══ Reading passage ══

Interpreting Residual Plots

When a linear model is appropriate and the conditions for regression are met, the residual plot should show:

  • Random scatter with no clear pattern
  • Points roughly evenly distributed above and below the horizontal line at residual = 0
  • Approximately constant vertical spread (variability) across all \( x \)-values

If the residual plot shows a curved pattern, this suggests that the relationship between the variables is not linear, and a linear model is not appropriate. For example, if the residuals form a U-shape or an upside-down U-shape, the relationship may be quadratic or exponential.

If the residual plot shows a fan shape or funnel shape, where the spread of residuals increases or decreases as \( x \) increases, this indicates that the variability in \( y \) is not constant. This violates the condition of constant variance and suggests the model may not be reliable for all \( x \)-values.

A good residual plot looks like a random cloud of points centered around zero, like stars scattered randomly in the night sky. A bad residual plot shows a clear pattern or shape, like a smiley face or a megaphone.

What to Look For in Residual Plots

What to Look For in Residual Plots

Standard Deviation of Residuals

The standard deviation of residuals, often denoted \( s \) or \( s_e \), measures the typical distance that observed values fall from the regression line. It quantifies the average size of the prediction errors and is calculated using the formula:

\[ s = \sqrt{\frac{\sum (y - \hat{y})^2}{n - 2}} \]

where the numerator is the sum of squared residuals, and \( n - 2 \) is the degrees of freedom (we subtract 2 because we estimated two parameters: the slope and intercept).

A smaller value of \( s \) indicates that the data points cluster more tightly around the regression line, meaning the model makes more accurate predictions. A larger value of \( s \) indicates greater scatter and less precise predictions.

Think of the standard deviation of residuals as a measure of prediction accuracy. If \( s = 5 \) points on a test score regression, it means our predictions are typically off by about 5 points in either direction.

The value of \( s \) is reported in the same units as the response variable \( y \), which makes it easy to interpret in context. For example, if we're predicting home prices in dollars and \( s = 15,000 \), our typical prediction error is about $15,000.

Example:  A regression model predicting fuel efficiency (in miles per gallon) from vehicle weight has a standard deviation of residuals \( s = 3.2 \) mpg.

What does this value tell us about the model's predictions?

Solution:

The standard deviation of residuals is 3.2 mpg.

This means that the actual fuel efficiency values typically differ from the predicted values by about 3.2 miles per gallon.

In other words, when we use this model to predict a car's fuel efficiency, our prediction will typically be off by roughly 3.2 mpg in either direction.

Coefficient of Determination (r²)

═══

> [Directions]:
• a. How would you sum up the passage on regression residuals in three sentences?
• b. Could you carry the passage on regression residuals on past its final heading by writing the section that heading introduces?
The material has no connection to the passage on regression residuals.

══ Dataset content ══

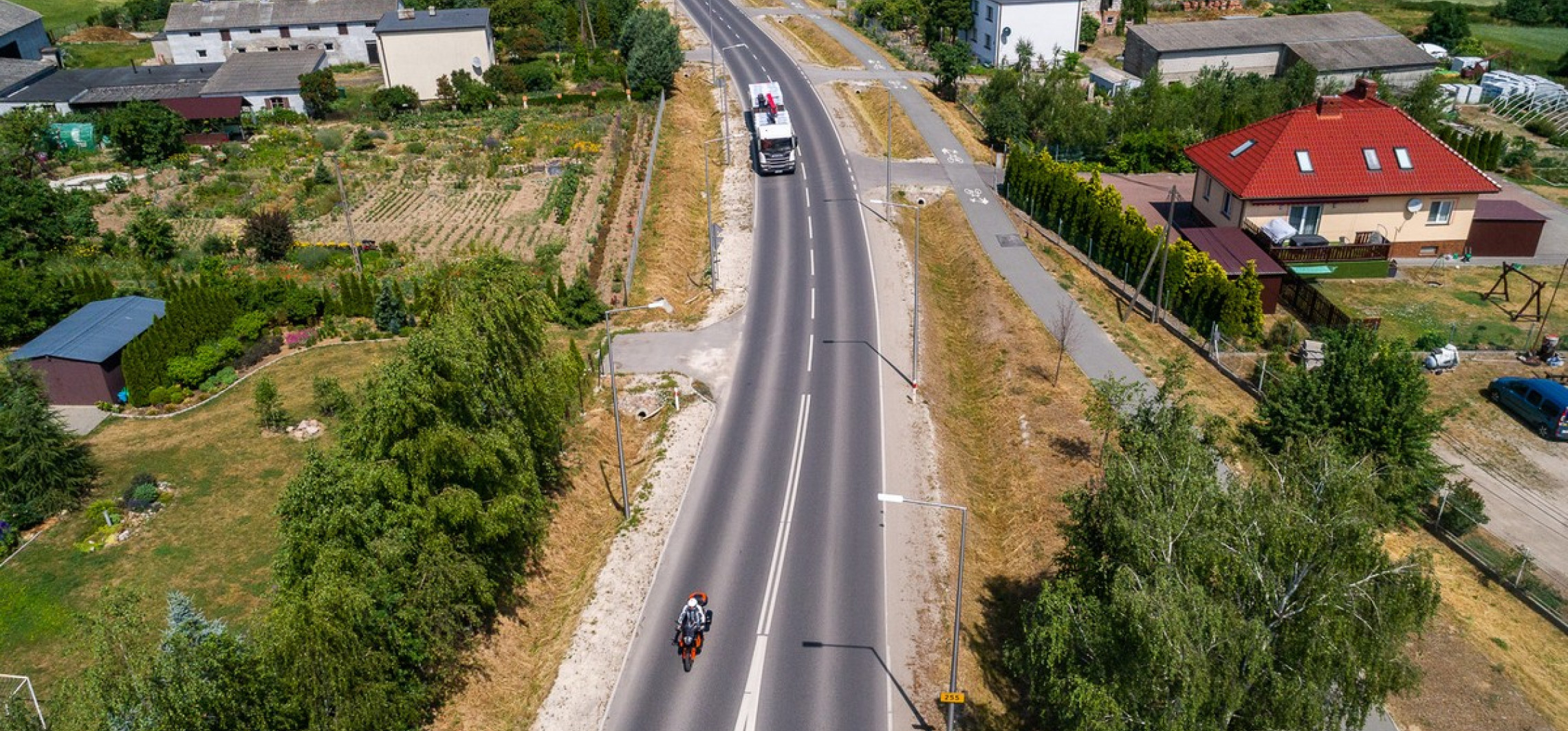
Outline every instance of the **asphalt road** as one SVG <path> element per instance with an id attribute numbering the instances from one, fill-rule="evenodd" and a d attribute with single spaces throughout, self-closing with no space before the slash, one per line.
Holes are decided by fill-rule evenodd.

═══

> [Final answers]:
• a. When a linear model is appropriate and the regression conditions are met, a residual plot shows random scatter centered on zero with roughly constant vertical spread. A curved pattern signals that the relationship is not linear, and a fan or funnel shape signals that the variability in y is not constant. The standard deviation of residuals, s, measures the typical distance of observed values from the regression line in the units of y, so a smaller s means more accurate predictions and a value of 3.2 mpg means predictions are typically off by about 3.2 mpg.

• b.
The coefficient of determination, denoted \( r^2 \) (read as "r-squared"), measures the proportion of variability in the response variable \( y \) that is explained by the least-squares regression line using the explanatory variable \( x \). It is calculated by squaring the correlation coefficient \( r \).

The value of \( r^2 \) always falls between 0 and 1 (or between 0% and 100% when expressed as a percentage):

  • \( r^2 = 0 \) means the regression line explains none of the variability in \( y \)-the line provides no useful predictions.
  • \( r^2 = 1 \) means the regression line explains all of the variability in \( y \)-every data point falls exactly on the line.
  • Values between 0 and 1 indicate partial explanation of the variability.

Interpreting r²

When we interpret \( r^2 \), we always express it as a percentage and use this template:

"About [value]% of the variation in [response variable] is accounted for by the linear model relating [response variable] to [explanatory variable]."

For example, if \( r^2 = 0.64 \) in a model predicting test scores from hours studied, we would say: "About 64% of the variation in test scores is accounted for by the linear model relating test scores to hours studied."

The remaining 36% of the variation is due to other factors not included in the model, such as prior knowledge, test anxiety, sleep quality, or random chance.

Example:  A study examining the relationship between daily exercise time (in minutes) and resting heart rate (in beats per minute) produces a correlation of \( r = -0.75 \).

Calculate and interpret \( r^2 \).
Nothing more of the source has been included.